__DO THIS__:
Could you repeat every one of the rows below word for word, changing nothing?

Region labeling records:
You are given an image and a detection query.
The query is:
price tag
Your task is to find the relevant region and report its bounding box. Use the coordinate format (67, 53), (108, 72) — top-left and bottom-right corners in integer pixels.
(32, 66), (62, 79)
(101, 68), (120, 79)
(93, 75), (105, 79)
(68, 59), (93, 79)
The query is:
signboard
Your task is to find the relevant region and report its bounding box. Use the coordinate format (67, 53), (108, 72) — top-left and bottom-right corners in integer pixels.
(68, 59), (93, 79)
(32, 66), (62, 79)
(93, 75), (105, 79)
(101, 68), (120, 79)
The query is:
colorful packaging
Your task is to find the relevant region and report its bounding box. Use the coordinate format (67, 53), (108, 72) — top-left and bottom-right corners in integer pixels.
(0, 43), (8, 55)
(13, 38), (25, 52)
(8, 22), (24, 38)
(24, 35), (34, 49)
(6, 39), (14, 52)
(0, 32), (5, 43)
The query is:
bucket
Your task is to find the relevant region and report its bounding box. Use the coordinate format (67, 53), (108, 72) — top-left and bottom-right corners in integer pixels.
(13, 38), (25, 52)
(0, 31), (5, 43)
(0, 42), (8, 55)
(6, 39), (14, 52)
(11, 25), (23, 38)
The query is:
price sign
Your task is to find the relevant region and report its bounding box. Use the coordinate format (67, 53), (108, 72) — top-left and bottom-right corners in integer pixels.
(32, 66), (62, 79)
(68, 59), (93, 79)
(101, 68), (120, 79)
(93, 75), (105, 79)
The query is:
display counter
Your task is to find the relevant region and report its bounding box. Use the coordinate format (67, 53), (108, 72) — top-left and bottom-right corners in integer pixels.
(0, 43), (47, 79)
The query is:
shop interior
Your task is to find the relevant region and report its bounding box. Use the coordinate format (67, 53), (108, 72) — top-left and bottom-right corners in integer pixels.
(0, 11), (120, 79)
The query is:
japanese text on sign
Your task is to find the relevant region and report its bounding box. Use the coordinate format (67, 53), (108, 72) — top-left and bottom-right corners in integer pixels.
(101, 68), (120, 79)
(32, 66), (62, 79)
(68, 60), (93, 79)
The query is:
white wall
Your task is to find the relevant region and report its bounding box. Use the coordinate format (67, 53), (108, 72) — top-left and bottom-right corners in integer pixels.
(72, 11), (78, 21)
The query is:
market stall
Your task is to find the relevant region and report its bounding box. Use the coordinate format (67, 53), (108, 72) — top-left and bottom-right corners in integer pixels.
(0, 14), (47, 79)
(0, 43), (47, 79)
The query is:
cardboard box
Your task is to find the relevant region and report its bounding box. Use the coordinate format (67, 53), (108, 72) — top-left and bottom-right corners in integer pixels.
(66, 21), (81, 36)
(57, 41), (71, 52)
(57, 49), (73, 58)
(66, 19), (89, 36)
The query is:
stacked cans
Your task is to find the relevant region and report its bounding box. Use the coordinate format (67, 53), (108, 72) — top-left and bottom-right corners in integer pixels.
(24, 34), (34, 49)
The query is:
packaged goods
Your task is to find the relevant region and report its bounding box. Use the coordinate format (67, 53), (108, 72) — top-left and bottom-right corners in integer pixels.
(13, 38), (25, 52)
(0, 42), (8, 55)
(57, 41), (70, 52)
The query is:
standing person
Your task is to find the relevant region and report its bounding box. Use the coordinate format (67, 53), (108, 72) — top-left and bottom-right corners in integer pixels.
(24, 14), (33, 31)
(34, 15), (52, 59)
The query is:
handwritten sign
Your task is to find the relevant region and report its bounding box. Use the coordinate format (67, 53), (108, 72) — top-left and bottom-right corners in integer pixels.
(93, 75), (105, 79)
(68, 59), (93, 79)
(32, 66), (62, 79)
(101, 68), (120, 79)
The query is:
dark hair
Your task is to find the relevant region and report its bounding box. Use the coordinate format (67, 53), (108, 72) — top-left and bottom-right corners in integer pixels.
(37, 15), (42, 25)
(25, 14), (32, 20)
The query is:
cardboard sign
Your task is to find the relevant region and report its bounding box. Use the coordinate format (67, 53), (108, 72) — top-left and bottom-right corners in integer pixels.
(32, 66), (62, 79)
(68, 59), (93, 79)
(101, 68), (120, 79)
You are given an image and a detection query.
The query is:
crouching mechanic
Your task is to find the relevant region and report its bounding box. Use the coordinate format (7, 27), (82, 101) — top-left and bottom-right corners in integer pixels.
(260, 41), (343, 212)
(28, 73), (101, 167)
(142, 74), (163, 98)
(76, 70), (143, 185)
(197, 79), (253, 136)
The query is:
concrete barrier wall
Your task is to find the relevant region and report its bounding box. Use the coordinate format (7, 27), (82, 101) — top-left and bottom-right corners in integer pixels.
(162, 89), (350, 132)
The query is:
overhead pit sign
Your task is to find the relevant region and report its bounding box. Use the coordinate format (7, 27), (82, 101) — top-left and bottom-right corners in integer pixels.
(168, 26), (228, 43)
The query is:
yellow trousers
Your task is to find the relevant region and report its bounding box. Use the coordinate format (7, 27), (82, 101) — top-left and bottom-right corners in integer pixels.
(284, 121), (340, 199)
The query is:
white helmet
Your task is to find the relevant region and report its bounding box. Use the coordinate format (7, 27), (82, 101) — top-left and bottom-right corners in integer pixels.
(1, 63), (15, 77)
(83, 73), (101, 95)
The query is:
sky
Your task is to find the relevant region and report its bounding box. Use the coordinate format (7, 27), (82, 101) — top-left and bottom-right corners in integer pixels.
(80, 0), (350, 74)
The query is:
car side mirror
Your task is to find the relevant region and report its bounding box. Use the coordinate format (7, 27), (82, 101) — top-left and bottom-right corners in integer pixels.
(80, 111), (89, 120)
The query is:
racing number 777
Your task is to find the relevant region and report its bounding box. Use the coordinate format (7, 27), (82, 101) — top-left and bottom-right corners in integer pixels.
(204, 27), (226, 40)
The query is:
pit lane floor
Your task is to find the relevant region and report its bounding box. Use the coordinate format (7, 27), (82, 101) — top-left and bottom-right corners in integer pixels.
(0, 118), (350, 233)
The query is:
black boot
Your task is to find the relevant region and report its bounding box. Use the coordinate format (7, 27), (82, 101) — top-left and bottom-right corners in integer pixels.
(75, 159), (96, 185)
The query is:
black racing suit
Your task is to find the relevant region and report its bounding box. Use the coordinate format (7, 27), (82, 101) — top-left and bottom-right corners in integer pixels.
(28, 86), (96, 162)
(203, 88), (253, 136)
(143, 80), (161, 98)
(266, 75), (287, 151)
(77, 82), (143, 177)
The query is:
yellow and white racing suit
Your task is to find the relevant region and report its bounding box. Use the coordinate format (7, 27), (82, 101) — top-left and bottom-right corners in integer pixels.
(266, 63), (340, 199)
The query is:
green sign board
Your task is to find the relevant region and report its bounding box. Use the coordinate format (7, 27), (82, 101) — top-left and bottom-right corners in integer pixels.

__OUTPUT OF THE TASK__:
You are given an image and a detection query.
The query is:
price tag
Your task is to find the relevant region and report its bounding box. Use the coordinate format (67, 53), (108, 72) — top-left and bottom-right corners in integer pixels.
(32, 66), (62, 79)
(101, 68), (120, 79)
(93, 75), (105, 79)
(68, 59), (93, 79)
The query is:
signboard
Your task is to find the relevant region and report its bounding box. Use the coordinate format (67, 53), (108, 72) — top-left and bottom-right corners in integer pixels.
(68, 59), (93, 79)
(32, 66), (62, 79)
(93, 75), (105, 79)
(101, 68), (120, 79)
The query is:
colorful packaging
Your task is to find the relevant region and report its bounding box. Use the coordinate format (67, 53), (108, 72) — top-left and bottom-right corners in integer pixels.
(0, 43), (8, 55)
(13, 38), (25, 52)
(8, 22), (24, 38)
(24, 35), (34, 49)
(6, 39), (14, 52)
(0, 32), (5, 43)
The query is:
bucket
Your task is to find the relevant region and report its bounding box. Use the coordinate format (67, 53), (108, 72) — top-left and bottom-right corners in integer pixels.
(13, 38), (25, 52)
(0, 31), (5, 43)
(0, 42), (8, 55)
(6, 39), (14, 52)
(11, 25), (23, 38)
The query is:
price sign
Your task is to find the relevant region and report its bounding box. Use the coordinate format (67, 53), (108, 72) — top-left and bottom-right corners in integer pixels.
(32, 66), (62, 79)
(68, 59), (93, 79)
(101, 68), (120, 79)
(93, 75), (105, 79)
The query is:
display counter
Your task is to find the relevant region and report its bounding box. Use the coordinate format (67, 53), (108, 72) — top-left and bottom-right corners in integer pixels.
(0, 43), (47, 79)
The query is:
shop interior
Your task is to find the relevant region and report its bounding box. Use the coordinate format (67, 53), (108, 72) — top-left and bottom-right corners in integer pixels.
(0, 11), (120, 79)
The query is:
japanese text on sign
Your task is to find the relevant region and report its bounding box. Use the coordinate format (67, 53), (108, 72) — top-left and bottom-right corners in integer pixels.
(101, 68), (120, 79)
(32, 66), (62, 79)
(68, 60), (93, 79)
The query is:
white wall
Your task is to find the relevant region and report its bounding box. Use the coordinate format (67, 53), (108, 72) — top-left and bottom-right corners in integer pixels.
(72, 11), (78, 21)
The query is:
market stall
Your task is to find the relevant region and report its bounding box. Use the coordinate format (67, 53), (108, 72) — top-left and bottom-right corners in integer pixels.
(0, 14), (47, 79)
(0, 43), (47, 79)
The query is:
cardboard box
Your task is to find the relevant region and report its bounding box. Use the coordinate format (67, 53), (108, 72) — top-left and bottom-right corners in integer pixels.
(66, 21), (81, 36)
(57, 41), (71, 52)
(57, 49), (73, 58)
(66, 19), (89, 36)
The query is:
stacked cans
Your task is to find the relevant region and report its bounding box. Use the coordinate format (67, 53), (108, 72) — top-left and bottom-right corners in integer pixels.
(24, 34), (34, 49)
The query is:
packaged goods
Your task is to find the relevant region and report its bounding box. Use the coordinate format (67, 53), (108, 72) — top-left and bottom-right corners in integer pixels.
(13, 38), (25, 52)
(0, 42), (8, 55)
(57, 41), (70, 52)
The query is:
standing person
Your task is to find the relevant region and report its bounding box. Use the coordinate format (67, 53), (108, 72) — top-left and bottom-right corners in integer pixels.
(24, 14), (33, 31)
(34, 15), (52, 59)
The query is:
handwritten sign
Your task is to find the relevant region and report its bounding box. Use the coordinate format (67, 53), (108, 72) — top-left and bottom-right corners in integer pixels.
(93, 75), (105, 79)
(68, 59), (93, 79)
(32, 66), (62, 79)
(101, 68), (120, 79)
The query is:
dark hair
Your task is to find the relevant region and report its bounding box. Use the coordinate format (67, 53), (108, 72) — top-left and bottom-right corners in integer pixels.
(37, 15), (42, 25)
(25, 14), (32, 20)
The query is:
cardboard sign
Your task is to find the relevant region and report its bounding box. Use the coordinate format (67, 53), (108, 72) — top-left and bottom-right corners in integer pixels.
(32, 66), (62, 79)
(68, 59), (93, 79)
(101, 68), (120, 79)
You are given an image and a detection query.
The query is:
crouching mechanic
Your task is to find the relevant region and report its bounding box. Use the coordinate format (7, 27), (82, 101) — top-left and bottom-right corners in integer pixels.
(260, 41), (343, 212)
(28, 73), (101, 167)
(142, 74), (163, 98)
(76, 70), (143, 185)
(197, 79), (253, 136)
The query is:
concrete barrier wall
Your task is to find the relevant region and report its bounding box. Use the coordinate format (7, 27), (82, 101) — top-left and bottom-right corners in integer pixels.
(162, 89), (350, 132)
The query is:
overhead pit sign
Your task is to find the relevant region and report its bounding box. Use the coordinate format (7, 27), (82, 101) — top-left and bottom-right corners in integer pixels.
(168, 26), (228, 43)
The query is:
yellow trousers
Your task is to find the relevant region and report its bounding box. Use the coordinate format (7, 27), (82, 101) — top-left and bottom-right corners in integer pixels.
(284, 121), (340, 199)
The query is:
white helmet
Your task is to find the relevant region and report its bounding box. Use the coordinate format (7, 27), (82, 101) — top-left and bottom-right corners in integer pixels.
(1, 63), (15, 77)
(83, 73), (101, 95)
The query is:
sky
Your task is to find the relevant region and report its bounding box. Use the coordinate format (7, 27), (82, 101) — top-left and bottom-right corners in integer pixels.
(80, 0), (350, 74)
The query is:
car side mirror
Your task is to find the relevant region and report its bounding box. Use the coordinate format (7, 27), (82, 101) — top-left and bottom-right corners in integer pixels.
(80, 111), (89, 120)
The query is:
racing number 777
Your task is to find the relevant region and report its bounding box. Use the coordinate format (7, 27), (82, 101) — top-left and bottom-right corners in integer pixels.
(204, 27), (226, 40)
The query is:
pit lane floor
Your task is to find the relevant region and report its bounding box. Use the coordinate format (7, 27), (82, 101) — top-left and bottom-right corners in integer pixels.
(0, 118), (350, 233)
The query is:
black boot
Your task is to find the relevant region and report its bounding box. Use the coordinate format (7, 27), (82, 101) — top-left and bottom-right corners in integer pixels.
(75, 159), (96, 185)
The query is:
black racing suit
Your task is to find the relevant region and report its bounding box. Use the coordinate format (7, 27), (82, 101) — top-left and bottom-right corners in integer pixels.
(28, 86), (96, 162)
(203, 88), (253, 136)
(143, 80), (161, 98)
(266, 75), (287, 151)
(77, 82), (143, 177)
The query is:
yellow and white racing suit
Your task is to find the relevant region and report its bounding box. Use the coordinate format (7, 27), (82, 101) — top-left and bottom-right corners in integer pixels.
(266, 63), (340, 199)
The query is:
green sign board
Your task is to find the relevant region and report its bounding box. Use the coordinate format (7, 27), (82, 101) — top-left and bottom-right corners in integer pixels.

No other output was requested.